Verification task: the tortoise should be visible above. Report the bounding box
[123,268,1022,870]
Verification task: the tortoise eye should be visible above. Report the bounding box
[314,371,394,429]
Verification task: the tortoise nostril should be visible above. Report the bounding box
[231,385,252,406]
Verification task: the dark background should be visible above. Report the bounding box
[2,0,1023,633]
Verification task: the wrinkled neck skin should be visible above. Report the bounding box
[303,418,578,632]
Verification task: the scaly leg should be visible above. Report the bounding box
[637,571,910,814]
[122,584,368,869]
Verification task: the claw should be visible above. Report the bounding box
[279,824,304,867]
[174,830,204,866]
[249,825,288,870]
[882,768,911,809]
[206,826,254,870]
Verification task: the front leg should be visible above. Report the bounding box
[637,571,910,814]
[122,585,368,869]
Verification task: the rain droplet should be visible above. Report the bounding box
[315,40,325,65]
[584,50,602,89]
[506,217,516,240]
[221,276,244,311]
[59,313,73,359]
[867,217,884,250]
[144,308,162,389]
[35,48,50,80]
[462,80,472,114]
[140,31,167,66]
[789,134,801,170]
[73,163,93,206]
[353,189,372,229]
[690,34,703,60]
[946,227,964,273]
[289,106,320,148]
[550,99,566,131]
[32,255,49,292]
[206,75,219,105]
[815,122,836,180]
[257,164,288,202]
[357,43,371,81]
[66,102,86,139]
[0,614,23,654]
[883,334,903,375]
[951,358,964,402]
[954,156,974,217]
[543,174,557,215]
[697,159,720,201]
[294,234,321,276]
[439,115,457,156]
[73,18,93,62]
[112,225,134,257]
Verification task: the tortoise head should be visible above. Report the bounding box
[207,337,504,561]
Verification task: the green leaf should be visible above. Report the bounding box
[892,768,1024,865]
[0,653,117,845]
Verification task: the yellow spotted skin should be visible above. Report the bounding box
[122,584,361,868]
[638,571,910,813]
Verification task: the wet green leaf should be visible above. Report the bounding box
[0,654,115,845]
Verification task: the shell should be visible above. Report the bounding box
================================
WHAT THE EXERCISE ASKS: Could you transcribe all of the entries exactly, leaving nothing out?

RESPONSE BOX:
Verification task: the tortoise should be visible above. Report the bounding box
[123,268,1022,870]
Verification task: the tortoise eye should be visible above. Report the bounding box
[314,371,394,429]
Verification task: the tortoise nostril should be visible above. Report the bounding box
[231,385,252,406]
Verification task: the dark background should be visible above. Report the bounding box
[2,0,1023,633]
Verification task: the wrinkled neck skin should be visible above. Report the bounding box
[303,418,578,632]
Verification task: the scaly leg should be visible above. Report the bounding box
[637,571,910,814]
[122,584,368,869]
Verification task: the claw should be visible above. Report the bounding box
[279,824,304,867]
[174,830,204,866]
[249,825,288,870]
[882,768,911,809]
[206,826,254,870]
Verification task: the front leg should be visible above. Report the bounding box
[637,571,910,814]
[122,585,368,869]
Verification task: the rain droplet should be visible above. Report the bounding box
[315,40,325,65]
[584,50,602,89]
[506,217,516,240]
[221,276,244,311]
[59,313,73,359]
[867,217,884,250]
[144,308,162,389]
[35,48,50,80]
[462,80,472,114]
[140,31,167,66]
[789,134,801,170]
[73,163,93,206]
[353,189,372,229]
[690,34,703,60]
[946,227,964,273]
[289,106,320,148]
[550,99,566,131]
[32,255,49,292]
[206,75,219,105]
[815,122,836,180]
[257,164,288,202]
[357,43,371,81]
[66,102,86,139]
[0,614,23,654]
[883,334,903,375]
[951,358,964,402]
[954,156,974,217]
[543,174,557,215]
[697,159,720,201]
[294,234,321,276]
[439,115,457,156]
[73,18,93,62]
[112,225,134,257]
Verification task: the tortoise head should be visible above. Report the bounding box
[207,337,504,561]
Verification task: the green leaf should be visible above. Report the bounding box
[892,768,1024,865]
[0,653,117,845]
Verification task: the yellow spotted skin should be visible above. Report the bounding box
[122,584,361,868]
[638,571,910,813]
Verification task: the wet green leaf should be visible above. Report the bounding box
[0,654,115,845]
Verification task: the shell should be visible above. Report the bounding box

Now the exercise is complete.